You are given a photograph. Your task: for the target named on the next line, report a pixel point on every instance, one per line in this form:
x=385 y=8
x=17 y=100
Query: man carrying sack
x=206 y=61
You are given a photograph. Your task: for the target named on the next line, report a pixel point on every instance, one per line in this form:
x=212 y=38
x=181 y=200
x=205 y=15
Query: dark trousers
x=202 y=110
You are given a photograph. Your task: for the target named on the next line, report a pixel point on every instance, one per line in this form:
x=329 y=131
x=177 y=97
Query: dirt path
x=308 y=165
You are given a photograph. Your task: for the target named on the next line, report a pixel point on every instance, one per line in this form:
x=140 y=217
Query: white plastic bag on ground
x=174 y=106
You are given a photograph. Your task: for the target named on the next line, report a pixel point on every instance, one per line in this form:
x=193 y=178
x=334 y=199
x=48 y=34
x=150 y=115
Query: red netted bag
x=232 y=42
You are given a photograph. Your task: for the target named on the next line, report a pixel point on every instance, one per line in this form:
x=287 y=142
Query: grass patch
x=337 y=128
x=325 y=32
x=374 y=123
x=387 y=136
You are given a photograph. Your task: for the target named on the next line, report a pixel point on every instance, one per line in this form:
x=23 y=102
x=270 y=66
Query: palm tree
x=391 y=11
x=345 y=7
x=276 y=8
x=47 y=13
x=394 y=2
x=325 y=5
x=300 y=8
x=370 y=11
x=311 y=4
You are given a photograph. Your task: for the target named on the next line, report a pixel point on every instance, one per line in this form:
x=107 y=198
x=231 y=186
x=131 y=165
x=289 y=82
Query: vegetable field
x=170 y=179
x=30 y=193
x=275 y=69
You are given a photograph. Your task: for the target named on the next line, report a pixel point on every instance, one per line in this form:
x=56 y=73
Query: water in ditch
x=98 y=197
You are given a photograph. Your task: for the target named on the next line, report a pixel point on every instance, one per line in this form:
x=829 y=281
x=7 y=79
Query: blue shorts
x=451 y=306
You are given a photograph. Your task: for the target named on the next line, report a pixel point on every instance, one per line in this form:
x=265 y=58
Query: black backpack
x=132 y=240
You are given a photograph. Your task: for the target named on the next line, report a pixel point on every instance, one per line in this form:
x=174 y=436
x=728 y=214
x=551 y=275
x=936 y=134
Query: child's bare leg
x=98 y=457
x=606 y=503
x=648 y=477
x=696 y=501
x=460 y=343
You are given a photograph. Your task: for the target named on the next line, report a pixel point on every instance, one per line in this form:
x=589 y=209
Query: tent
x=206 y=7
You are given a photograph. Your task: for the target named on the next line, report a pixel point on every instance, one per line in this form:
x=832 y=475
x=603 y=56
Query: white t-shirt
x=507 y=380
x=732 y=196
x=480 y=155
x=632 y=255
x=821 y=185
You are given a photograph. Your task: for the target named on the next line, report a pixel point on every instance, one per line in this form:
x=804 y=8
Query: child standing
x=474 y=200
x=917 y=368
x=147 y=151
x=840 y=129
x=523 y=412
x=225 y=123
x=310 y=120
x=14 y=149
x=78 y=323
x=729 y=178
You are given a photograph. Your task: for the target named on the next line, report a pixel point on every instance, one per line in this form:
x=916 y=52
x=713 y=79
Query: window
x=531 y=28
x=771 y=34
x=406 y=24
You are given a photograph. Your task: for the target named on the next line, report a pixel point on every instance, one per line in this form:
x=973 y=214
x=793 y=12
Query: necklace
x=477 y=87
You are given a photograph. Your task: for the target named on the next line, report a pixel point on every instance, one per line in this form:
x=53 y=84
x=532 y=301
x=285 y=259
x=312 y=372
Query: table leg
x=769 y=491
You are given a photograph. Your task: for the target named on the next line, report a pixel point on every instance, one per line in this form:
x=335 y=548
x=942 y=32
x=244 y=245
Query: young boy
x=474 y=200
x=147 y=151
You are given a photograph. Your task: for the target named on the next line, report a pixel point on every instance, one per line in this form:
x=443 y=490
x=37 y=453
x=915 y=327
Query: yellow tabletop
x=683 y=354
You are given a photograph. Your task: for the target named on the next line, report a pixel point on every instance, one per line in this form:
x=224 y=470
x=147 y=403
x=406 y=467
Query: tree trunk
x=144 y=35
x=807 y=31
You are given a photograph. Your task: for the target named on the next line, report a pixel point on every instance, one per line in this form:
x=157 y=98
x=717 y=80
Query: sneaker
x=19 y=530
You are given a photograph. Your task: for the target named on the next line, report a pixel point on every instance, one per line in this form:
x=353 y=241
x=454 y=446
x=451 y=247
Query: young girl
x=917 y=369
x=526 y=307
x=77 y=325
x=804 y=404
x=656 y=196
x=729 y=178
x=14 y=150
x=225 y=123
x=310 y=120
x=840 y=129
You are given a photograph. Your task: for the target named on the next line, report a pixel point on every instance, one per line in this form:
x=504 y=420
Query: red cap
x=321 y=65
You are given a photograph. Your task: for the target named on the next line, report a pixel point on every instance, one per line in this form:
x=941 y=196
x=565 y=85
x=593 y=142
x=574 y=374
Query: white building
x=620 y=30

Brief » Nothing in the data may change. Give it again in full.

Completed task »
You are given a photograph. Your task: for the target named on the next line, report a pixel point on every instance, one per line in this form:
x=385 y=8
x=17 y=100
Query: man carrying sack
x=206 y=61
You are given a photograph. Your task: for the target named on the next line, report a pixel point on every instance, one per line in this form:
x=212 y=38
x=181 y=200
x=205 y=15
Query: dark trousers
x=202 y=110
You are given a photograph. Your task: for the target named on the next line, report a pixel point on every instance, one per line in this form:
x=329 y=131
x=177 y=97
Query: dirt path
x=308 y=165
You are given a photograph. Your task: for the target named on the next line, report a pixel point on every instance, one per line in this form:
x=140 y=217
Query: white plastic bag on ground
x=174 y=106
You are given a photograph. Your task: for the target named on the next line, report a pixel point on every instance, one per line in this form:
x=193 y=178
x=334 y=199
x=48 y=34
x=150 y=115
Query: red netted bag
x=232 y=42
You are given a photograph. Your task: for the target named on the next line, report a pixel point on every instance, one per line in this form:
x=287 y=142
Query: grass patch
x=337 y=128
x=325 y=32
x=374 y=123
x=387 y=136
You are given a photograph. Your task: for the target named on the next line, report a pixel point on every instance, one per line in this form:
x=23 y=102
x=270 y=66
Query: palm tree
x=391 y=11
x=345 y=7
x=276 y=8
x=47 y=13
x=394 y=2
x=325 y=5
x=300 y=8
x=370 y=11
x=311 y=4
You are given a photograph. Your task: for the target named on the next line, report a pixel point on every instance, one per line in this form:
x=107 y=198
x=231 y=186
x=131 y=165
x=289 y=82
Query: vegetable field
x=170 y=179
x=30 y=193
x=275 y=69
You are given a photograph. Your task: for the target named on the next line, report a pixel point on every instance, one per line in this form:
x=56 y=73
Query: water in ditch
x=98 y=197
You are given a photograph. Your task: for the target named on the next line, report a pixel point on every instance, one per line in this form:
x=829 y=281
x=7 y=79
Query: blue shorts
x=451 y=306
You are given a photograph. Your task: for the target named on the next line, report a pixel point on every instance, one per line in this form:
x=265 y=58
Query: black backpack
x=132 y=240
You are given a photograph. Your task: for the target named on the next line, report a pixel point on every instance, one per line in this form:
x=174 y=436
x=728 y=214
x=551 y=275
x=936 y=134
Query: child's bare leg
x=98 y=457
x=606 y=503
x=648 y=477
x=696 y=501
x=460 y=343
You are given a photograph. Your task: for the target named on the next line, report a pixel point on every instance, one per line in this form:
x=589 y=209
Query: tent
x=206 y=7
You are given a photograph. Your task: for the target named on the next line, report a pixel point on every instance, one per line in this form:
x=832 y=475
x=603 y=56
Query: white t-shirt
x=507 y=380
x=732 y=196
x=480 y=155
x=632 y=255
x=821 y=185
You are given a photograph. Your task: for the target named on the next line, report a pixel point on every instance, one per line in this form:
x=804 y=8
Query: child standing
x=474 y=200
x=917 y=368
x=147 y=151
x=840 y=129
x=523 y=412
x=225 y=123
x=310 y=120
x=14 y=149
x=78 y=323
x=729 y=178
You are given a photograph. Your task: for the target named on the next line, report a pixel point on every instance, one per line in this form:
x=916 y=52
x=713 y=79
Query: window
x=531 y=28
x=771 y=34
x=406 y=24
You are given a photograph. Your task: for the target named on the next line, report a pixel point on every instance, one per line in this form:
x=973 y=214
x=793 y=12
Query: necklace
x=477 y=87
You are given a photograph. Your task: for the target named on the next line, report a pixel point on every instance, one per line in this form:
x=53 y=84
x=532 y=301
x=285 y=259
x=312 y=372
Query: table leg
x=769 y=491
You are given a photograph. Your task: for the target named on the next line, report a pixel point on every instance, one per line in this form:
x=335 y=548
x=942 y=32
x=244 y=245
Query: young boy
x=474 y=200
x=147 y=151
You are given a photograph. Your task: for the target named on the next line, report a pixel point on every instance, one per line in this form:
x=443 y=490
x=37 y=453
x=915 y=327
Query: yellow tabletop
x=683 y=354
You are given a photograph. Your task: for the target named on the next line, report a pixel point on every instance, one per line in this form:
x=224 y=470
x=147 y=403
x=406 y=467
Query: tree trunk
x=144 y=35
x=807 y=31
You are given a photograph. Your task: for the target named on the next line, report a pixel point on every instance, one per line in this form:
x=157 y=98
x=717 y=80
Query: sneaker
x=19 y=530
You are given a photograph. Your task: for the target named on the next line, report a pixel point on every instance, one per line in this form:
x=353 y=241
x=454 y=446
x=451 y=247
Query: young girl
x=917 y=369
x=526 y=307
x=77 y=325
x=804 y=404
x=656 y=196
x=729 y=178
x=14 y=150
x=225 y=123
x=310 y=120
x=840 y=129
You are given a photograph. Your task: for the target named on the next line, report a pixel point on every instance, one per line in this form:
x=504 y=420
Query: red cap
x=321 y=65
You are given a photograph. Your task: for the target named on the next line, report a pixel point on every instance, one per line in this form:
x=941 y=196
x=565 y=85
x=593 y=142
x=574 y=374
Query: white building
x=620 y=30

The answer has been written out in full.